## Begin DATA PROVIDED

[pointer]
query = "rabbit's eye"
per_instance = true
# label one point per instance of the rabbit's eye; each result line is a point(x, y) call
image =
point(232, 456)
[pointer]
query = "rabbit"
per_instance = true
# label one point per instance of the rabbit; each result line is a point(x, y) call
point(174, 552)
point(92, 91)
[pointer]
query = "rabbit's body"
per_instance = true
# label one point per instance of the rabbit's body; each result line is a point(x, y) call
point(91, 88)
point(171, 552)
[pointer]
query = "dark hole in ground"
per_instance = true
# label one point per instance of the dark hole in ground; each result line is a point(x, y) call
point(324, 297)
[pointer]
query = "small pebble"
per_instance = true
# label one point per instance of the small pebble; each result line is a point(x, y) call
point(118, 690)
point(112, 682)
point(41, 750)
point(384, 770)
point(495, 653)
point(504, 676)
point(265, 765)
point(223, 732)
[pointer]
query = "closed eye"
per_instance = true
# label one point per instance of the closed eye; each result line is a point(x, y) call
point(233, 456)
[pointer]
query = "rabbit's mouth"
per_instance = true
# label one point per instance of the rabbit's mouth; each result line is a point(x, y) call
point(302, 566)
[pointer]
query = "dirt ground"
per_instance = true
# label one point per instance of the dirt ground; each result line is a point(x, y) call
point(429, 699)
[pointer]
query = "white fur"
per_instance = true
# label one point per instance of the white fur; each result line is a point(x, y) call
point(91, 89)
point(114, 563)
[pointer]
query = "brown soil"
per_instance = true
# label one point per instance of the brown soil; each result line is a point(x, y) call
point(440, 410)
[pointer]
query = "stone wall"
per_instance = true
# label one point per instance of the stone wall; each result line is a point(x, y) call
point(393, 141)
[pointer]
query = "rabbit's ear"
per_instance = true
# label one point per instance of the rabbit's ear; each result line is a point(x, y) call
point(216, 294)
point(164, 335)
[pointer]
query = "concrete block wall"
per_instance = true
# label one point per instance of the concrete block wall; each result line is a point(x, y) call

## End DATA PROVIDED

SHORT EXERCISE ▸
Express every line of the entries above as a JSON list of strings, one string per line, omitting any blank lines.

RESULT OF THIS TASK ▸
[
  "[pointer]",
  "query = \"rabbit's eye\"",
  "per_instance = true",
  "# label one point per instance of the rabbit's eye; each result line is a point(x, y) call",
  "image =",
  "point(232, 456)",
  "[pointer]",
  "query = \"rabbit\"",
  "per_instance = true",
  "# label one point per instance of the rabbit; each result line is a point(x, y) call",
  "point(174, 552)",
  "point(92, 91)",
  "[pointer]",
  "query = \"rabbit's body\"",
  "per_instance = true",
  "# label one point per instance of the rabbit's body; each result line is a point(x, y) call",
  "point(91, 88)",
  "point(171, 552)",
  "[pointer]",
  "query = \"dark hole in ground\"",
  "per_instance = true",
  "# label one point per instance of the dark hole in ground; each result line is a point(x, y) call",
  "point(324, 297)",
  "[pointer]",
  "query = \"small pebble\"",
  "per_instance = true",
  "# label one point per instance of the small pebble; each result line is a point(x, y) call",
  "point(118, 690)",
  "point(112, 682)",
  "point(41, 750)",
  "point(384, 770)",
  "point(495, 653)",
  "point(504, 676)",
  "point(265, 765)",
  "point(223, 732)",
  "[pointer]",
  "query = \"closed eye\"",
  "per_instance = true",
  "# label one point per instance of the closed eye; each result line is a point(x, y) call",
  "point(233, 456)",
  "[pointer]",
  "query = \"rabbit's mouth\"",
  "per_instance = true",
  "# label one point per instance of the rabbit's mouth; each result line is a point(x, y) call",
  "point(302, 566)",
  "[pointer]",
  "query = \"dirt ground\"",
  "per_instance = true",
  "# label one point per instance of the dirt ground; each result line is a point(x, y) call",
  "point(429, 699)",
  "[pointer]",
  "query = \"white fur\"",
  "per_instance = true",
  "# label one point per instance of the white fur; each result line is a point(x, y) call",
  "point(91, 89)",
  "point(114, 563)",
  "[pointer]",
  "query = \"brown soil\"",
  "per_instance = true",
  "# label one point per instance of the brown soil; each result line is a point(x, y) call",
  "point(440, 410)",
  "[pointer]",
  "query = \"stone wall\"",
  "per_instance = true",
  "# label one point per instance of the stone wall; each result line is a point(x, y) call",
  "point(393, 141)",
  "[pointer]",
  "query = \"rabbit's ear\"",
  "per_instance = true",
  "# label one point per instance of the rabbit's ear; each result line is a point(x, y) call",
  "point(216, 294)",
  "point(164, 335)",
  "[pointer]",
  "query = \"concrete block wall\"",
  "per_instance = true",
  "# label one point per instance of the concrete block wall; each result line is a point(x, y) call"
]